**Aim of the task**
Everything from the line containing "[point] low stone" through the last line of the records must be returned verbatim, and nothing outside that range.
>> Begin Given information
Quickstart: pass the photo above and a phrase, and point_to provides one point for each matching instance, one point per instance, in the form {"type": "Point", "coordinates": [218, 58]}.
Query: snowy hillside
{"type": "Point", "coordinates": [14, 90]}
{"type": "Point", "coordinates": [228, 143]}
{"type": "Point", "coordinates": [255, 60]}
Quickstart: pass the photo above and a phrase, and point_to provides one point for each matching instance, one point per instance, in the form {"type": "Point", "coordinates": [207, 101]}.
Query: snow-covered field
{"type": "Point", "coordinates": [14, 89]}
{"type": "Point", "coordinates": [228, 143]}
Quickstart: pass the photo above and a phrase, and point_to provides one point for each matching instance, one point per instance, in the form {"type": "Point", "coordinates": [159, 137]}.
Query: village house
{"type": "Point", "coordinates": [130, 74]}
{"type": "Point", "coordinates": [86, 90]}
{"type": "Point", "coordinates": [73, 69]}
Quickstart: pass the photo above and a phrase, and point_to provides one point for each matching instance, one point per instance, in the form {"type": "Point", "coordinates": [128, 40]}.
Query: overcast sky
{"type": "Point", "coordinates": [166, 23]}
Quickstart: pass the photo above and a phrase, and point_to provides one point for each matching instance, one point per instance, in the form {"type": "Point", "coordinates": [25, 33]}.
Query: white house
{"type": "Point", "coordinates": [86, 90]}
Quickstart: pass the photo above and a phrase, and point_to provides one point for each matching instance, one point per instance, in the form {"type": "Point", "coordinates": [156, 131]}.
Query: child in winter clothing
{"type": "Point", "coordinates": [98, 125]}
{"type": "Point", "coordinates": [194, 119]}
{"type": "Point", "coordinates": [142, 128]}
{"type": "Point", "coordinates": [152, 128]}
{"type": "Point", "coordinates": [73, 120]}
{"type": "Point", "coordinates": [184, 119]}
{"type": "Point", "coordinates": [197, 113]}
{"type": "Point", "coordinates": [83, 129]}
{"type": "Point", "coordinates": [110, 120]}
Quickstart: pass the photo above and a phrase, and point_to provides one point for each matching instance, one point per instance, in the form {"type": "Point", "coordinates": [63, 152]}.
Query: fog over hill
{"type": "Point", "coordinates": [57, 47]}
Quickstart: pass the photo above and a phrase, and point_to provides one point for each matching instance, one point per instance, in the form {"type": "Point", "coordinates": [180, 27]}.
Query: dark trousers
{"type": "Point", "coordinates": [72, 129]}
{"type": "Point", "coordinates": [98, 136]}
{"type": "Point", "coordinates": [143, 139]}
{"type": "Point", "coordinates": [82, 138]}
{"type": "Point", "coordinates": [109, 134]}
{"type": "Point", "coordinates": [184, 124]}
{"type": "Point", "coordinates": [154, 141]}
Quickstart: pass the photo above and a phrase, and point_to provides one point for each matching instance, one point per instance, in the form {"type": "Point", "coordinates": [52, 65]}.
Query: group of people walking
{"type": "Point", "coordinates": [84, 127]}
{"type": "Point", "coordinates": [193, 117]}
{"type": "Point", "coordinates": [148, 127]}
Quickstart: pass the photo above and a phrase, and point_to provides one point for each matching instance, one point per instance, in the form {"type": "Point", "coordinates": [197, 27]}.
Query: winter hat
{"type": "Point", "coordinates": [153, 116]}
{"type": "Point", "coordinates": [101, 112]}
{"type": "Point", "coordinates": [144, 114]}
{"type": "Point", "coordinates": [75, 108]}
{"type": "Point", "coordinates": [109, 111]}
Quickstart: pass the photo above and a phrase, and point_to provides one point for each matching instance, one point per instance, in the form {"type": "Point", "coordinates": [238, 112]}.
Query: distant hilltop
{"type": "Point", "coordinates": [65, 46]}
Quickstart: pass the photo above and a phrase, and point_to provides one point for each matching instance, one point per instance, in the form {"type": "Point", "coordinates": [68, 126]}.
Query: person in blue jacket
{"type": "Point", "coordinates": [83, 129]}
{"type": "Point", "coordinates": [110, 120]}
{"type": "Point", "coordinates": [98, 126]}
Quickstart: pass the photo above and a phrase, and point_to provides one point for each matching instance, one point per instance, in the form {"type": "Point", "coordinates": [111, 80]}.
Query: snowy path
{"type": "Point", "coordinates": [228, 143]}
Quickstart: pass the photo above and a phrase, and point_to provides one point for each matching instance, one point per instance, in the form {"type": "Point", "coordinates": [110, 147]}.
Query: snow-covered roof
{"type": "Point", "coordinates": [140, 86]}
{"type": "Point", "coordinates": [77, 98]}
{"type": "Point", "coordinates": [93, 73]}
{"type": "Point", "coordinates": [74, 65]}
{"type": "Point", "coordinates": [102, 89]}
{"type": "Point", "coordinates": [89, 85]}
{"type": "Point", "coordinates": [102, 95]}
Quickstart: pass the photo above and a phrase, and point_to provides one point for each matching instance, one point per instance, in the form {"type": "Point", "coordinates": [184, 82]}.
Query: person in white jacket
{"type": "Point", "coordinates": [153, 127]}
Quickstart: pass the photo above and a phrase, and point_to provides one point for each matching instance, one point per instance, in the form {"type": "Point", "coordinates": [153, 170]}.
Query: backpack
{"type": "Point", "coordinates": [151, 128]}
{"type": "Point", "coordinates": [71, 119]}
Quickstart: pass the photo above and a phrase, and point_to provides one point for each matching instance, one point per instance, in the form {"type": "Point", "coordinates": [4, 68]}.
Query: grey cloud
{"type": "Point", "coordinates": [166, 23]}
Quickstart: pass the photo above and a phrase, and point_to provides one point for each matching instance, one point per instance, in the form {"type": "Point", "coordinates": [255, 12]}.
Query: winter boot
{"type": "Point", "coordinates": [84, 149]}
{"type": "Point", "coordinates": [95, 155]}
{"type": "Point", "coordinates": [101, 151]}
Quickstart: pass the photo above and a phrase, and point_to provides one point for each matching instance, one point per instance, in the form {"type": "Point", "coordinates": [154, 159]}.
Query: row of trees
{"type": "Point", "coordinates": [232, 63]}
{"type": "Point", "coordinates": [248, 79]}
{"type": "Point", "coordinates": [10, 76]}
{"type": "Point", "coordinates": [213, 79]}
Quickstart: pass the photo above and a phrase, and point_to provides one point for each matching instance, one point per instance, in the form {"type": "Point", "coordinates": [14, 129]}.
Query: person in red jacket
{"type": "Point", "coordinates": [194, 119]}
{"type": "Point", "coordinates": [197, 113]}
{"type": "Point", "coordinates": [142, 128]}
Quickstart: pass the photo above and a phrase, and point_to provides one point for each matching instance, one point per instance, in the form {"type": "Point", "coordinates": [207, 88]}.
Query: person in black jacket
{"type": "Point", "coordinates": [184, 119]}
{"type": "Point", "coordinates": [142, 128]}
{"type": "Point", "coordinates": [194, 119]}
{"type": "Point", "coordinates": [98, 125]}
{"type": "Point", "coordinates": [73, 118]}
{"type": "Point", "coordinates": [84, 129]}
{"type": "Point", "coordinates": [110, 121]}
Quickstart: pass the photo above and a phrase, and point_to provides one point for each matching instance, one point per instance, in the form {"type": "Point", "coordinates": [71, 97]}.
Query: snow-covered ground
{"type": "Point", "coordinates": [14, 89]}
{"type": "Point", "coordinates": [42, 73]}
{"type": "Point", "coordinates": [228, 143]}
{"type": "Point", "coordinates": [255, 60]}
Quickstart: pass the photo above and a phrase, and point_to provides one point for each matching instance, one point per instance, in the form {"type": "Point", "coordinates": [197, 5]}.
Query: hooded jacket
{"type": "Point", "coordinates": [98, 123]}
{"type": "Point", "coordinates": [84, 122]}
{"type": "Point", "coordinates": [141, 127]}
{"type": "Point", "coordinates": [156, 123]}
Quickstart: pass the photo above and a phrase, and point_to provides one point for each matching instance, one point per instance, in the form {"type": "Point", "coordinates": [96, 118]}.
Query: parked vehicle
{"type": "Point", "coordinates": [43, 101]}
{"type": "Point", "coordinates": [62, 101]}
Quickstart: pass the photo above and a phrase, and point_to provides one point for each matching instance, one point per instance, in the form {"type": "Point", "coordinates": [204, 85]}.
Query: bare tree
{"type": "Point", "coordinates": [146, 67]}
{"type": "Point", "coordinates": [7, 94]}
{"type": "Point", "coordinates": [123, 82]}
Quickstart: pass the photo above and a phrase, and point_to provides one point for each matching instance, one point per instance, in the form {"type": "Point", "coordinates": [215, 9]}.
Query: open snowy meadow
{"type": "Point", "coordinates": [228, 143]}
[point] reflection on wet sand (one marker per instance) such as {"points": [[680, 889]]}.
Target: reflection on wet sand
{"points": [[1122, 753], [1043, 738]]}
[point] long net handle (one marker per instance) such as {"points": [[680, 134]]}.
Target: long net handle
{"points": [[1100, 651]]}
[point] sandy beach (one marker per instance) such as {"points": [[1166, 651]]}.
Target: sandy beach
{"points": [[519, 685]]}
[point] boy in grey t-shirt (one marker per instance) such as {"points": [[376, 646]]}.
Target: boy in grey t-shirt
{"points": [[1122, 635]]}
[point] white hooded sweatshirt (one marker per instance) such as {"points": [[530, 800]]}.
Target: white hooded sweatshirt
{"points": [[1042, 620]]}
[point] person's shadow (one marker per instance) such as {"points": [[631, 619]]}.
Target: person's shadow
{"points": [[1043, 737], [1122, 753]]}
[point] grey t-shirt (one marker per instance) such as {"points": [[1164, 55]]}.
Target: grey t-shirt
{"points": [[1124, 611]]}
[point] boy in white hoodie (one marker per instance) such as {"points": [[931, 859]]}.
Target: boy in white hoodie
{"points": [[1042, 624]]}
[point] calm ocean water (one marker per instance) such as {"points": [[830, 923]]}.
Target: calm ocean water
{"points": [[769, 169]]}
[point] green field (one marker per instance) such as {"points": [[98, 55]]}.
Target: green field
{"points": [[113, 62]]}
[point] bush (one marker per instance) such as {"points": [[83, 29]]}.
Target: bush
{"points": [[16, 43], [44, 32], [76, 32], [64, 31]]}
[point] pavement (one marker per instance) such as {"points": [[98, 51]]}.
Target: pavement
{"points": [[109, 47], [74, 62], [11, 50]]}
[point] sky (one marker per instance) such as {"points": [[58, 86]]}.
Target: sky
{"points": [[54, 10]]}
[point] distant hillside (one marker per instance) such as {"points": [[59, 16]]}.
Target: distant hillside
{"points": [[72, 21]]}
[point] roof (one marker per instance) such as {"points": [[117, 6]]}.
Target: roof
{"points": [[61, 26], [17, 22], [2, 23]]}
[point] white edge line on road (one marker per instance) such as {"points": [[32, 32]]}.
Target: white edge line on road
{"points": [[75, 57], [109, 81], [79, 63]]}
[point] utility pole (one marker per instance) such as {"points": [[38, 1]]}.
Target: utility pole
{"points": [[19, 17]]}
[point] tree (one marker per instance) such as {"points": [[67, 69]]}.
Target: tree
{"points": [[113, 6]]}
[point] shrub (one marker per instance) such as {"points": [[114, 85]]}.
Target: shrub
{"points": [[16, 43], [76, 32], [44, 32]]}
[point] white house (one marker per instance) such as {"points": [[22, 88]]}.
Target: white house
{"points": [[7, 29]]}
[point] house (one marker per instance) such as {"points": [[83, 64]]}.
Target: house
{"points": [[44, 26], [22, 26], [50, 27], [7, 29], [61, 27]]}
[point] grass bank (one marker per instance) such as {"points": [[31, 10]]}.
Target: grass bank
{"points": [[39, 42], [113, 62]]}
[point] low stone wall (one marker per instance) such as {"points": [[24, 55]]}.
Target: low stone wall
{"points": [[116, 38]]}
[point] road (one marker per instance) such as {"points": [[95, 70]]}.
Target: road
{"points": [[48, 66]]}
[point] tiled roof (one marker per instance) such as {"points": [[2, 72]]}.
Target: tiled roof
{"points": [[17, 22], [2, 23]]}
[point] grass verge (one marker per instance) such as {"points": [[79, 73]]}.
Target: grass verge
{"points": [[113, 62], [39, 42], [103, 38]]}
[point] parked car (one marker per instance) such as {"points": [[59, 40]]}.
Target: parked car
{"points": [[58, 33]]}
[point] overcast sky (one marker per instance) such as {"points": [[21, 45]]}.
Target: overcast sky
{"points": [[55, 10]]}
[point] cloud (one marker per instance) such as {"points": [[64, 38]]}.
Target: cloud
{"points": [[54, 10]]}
>> End Given information
**Result for this task**
[point] low stone wall (one marker per instance) such as {"points": [[24, 55]]}.
Target: low stone wall
{"points": [[116, 38]]}
[point] road (one marker per instance) such as {"points": [[95, 70]]}.
Target: road
{"points": [[48, 66]]}
[point] tiled roof (one marker per instance) such as {"points": [[2, 72]]}.
Target: tiled roof
{"points": [[17, 22], [2, 23]]}
[point] grass verge (one marker per instance) such as {"points": [[79, 73]]}.
Target: grass verge
{"points": [[113, 62], [39, 42], [103, 38]]}
[point] parked car (one marker per instance) such as {"points": [[59, 40]]}.
Target: parked car
{"points": [[58, 33]]}
[point] overcast sky (one marker per instance) such as {"points": [[21, 45]]}.
Target: overcast sky
{"points": [[55, 10]]}
[point] cloud (one marker per instance) such as {"points": [[64, 38]]}.
Target: cloud
{"points": [[54, 10]]}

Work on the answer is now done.